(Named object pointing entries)
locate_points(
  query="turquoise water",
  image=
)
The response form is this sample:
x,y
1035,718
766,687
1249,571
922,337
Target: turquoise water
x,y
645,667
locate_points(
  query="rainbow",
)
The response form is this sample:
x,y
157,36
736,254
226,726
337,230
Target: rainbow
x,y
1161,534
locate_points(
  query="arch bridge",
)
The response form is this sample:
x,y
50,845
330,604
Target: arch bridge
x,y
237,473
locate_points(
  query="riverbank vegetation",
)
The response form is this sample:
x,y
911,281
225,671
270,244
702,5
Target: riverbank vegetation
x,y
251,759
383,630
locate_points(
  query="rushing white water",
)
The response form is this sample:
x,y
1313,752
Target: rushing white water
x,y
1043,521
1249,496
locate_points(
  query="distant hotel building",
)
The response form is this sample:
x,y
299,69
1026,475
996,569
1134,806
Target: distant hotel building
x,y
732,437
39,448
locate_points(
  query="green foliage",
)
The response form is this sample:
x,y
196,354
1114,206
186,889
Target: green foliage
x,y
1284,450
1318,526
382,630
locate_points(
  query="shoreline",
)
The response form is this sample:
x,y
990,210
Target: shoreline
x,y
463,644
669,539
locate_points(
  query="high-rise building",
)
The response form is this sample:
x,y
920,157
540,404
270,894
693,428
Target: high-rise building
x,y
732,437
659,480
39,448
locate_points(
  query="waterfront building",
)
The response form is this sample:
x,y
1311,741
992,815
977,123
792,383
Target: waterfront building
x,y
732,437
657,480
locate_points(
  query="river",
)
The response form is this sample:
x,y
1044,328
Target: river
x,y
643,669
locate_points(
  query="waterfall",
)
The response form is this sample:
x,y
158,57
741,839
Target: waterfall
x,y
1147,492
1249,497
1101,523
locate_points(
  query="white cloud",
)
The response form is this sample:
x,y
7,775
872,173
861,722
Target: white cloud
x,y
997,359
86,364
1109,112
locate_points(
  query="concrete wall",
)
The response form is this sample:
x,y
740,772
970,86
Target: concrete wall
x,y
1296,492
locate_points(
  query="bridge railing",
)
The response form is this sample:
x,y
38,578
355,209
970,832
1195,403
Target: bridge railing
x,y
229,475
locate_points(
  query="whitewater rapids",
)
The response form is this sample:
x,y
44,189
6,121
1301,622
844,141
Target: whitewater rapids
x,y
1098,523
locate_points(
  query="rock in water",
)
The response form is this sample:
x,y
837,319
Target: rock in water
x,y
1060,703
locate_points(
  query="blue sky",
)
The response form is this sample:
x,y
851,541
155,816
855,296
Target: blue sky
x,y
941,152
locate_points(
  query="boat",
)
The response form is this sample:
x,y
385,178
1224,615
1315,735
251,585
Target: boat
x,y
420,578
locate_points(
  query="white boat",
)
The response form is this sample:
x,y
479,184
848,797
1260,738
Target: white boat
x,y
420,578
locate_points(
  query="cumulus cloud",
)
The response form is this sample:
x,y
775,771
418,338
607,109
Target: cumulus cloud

* Directions for this task *
Reproduce the entries above exactly.

* Solution to this problem *
locate_points(
  query="turquoise water",
  image=
)
The response form is this sample:
x,y
1035,718
766,687
1249,571
922,337
Target: turquoise water
x,y
645,667
locate_points(
  query="rainbow",
)
The response form is this sample:
x,y
157,36
736,254
226,726
337,230
Target: rainbow
x,y
1161,534
locate_points(
  query="arch bridge",
)
The response form is this sample:
x,y
50,845
330,604
Target: arch bridge
x,y
237,473
locate_points(
  query="riverbank vegetation",
)
The response form is this sample:
x,y
911,281
225,671
270,244
702,5
Target: riverbank vegetation
x,y
251,759
383,630
locate_points(
  query="rushing white water",
)
The response form is this sample:
x,y
1313,752
Target: rushing white water
x,y
1043,521
1249,496
locate_points(
  query="distant hotel building",
)
The response form is this sample:
x,y
299,69
1026,475
996,569
1134,806
Target: distant hotel building
x,y
732,437
39,448
locate_points(
  query="green foliage",
)
The response form is this sample:
x,y
196,354
1114,206
186,889
Target: green foliage
x,y
1284,450
1318,526
382,630
locate_points(
  query="shoreline",
)
The response form is this sample:
x,y
990,210
Target: shoreline
x,y
463,644
669,539
locate_points(
  query="high-rise building",
)
The response form is this sample:
x,y
920,157
540,404
270,894
693,428
Target: high-rise building
x,y
732,437
659,480
39,448
locate_points(
  query="waterfront building",
)
The response form is this sample:
x,y
1311,741
992,815
977,123
792,383
Target: waterfront building
x,y
732,437
657,480
locate_points(
  query="river",
)
The response form is this sample:
x,y
1044,328
Target: river
x,y
643,669
locate_points(
  query="waterfall",
)
The response form is this sample:
x,y
158,57
741,839
Target: waterfall
x,y
1147,492
1249,497
1101,523
locate_points(
  query="white cloud",
)
The response form is this sample:
x,y
7,775
872,173
861,722
Target: white cloud
x,y
997,359
86,364
1109,112
locate_points(
  query="concrete wall",
)
The response form is this sample:
x,y
740,772
970,86
Target: concrete wall
x,y
1296,492
locate_points(
  query="bridge railing",
)
The response form is this sample:
x,y
38,578
355,209
970,832
1195,403
Target: bridge railing
x,y
229,475
locate_points(
  query="whitewater rapids",
)
The response form is this sample:
x,y
44,189
6,121
1301,622
844,141
Target: whitewater rapids
x,y
1098,523
locate_points(
  query="rock in water",
)
The response form is this sample:
x,y
837,319
Target: rock in water
x,y
1060,703
locate_points(
  query="blue sky",
)
The response form is this sample:
x,y
851,541
155,816
855,296
Target: blue sky
x,y
941,152
locate_points(
  query="boat",
)
The response form is this sample:
x,y
385,178
1224,615
1315,735
251,585
Target: boat
x,y
420,578
locate_points(
  query="white boat",
)
The response form is this sample:
x,y
479,184
848,797
1260,738
Target: white boat
x,y
420,578
locate_points(
  query="cumulus cloud",
)
The response form is this sample:
x,y
775,771
418,338
607,109
Target: cumulus cloud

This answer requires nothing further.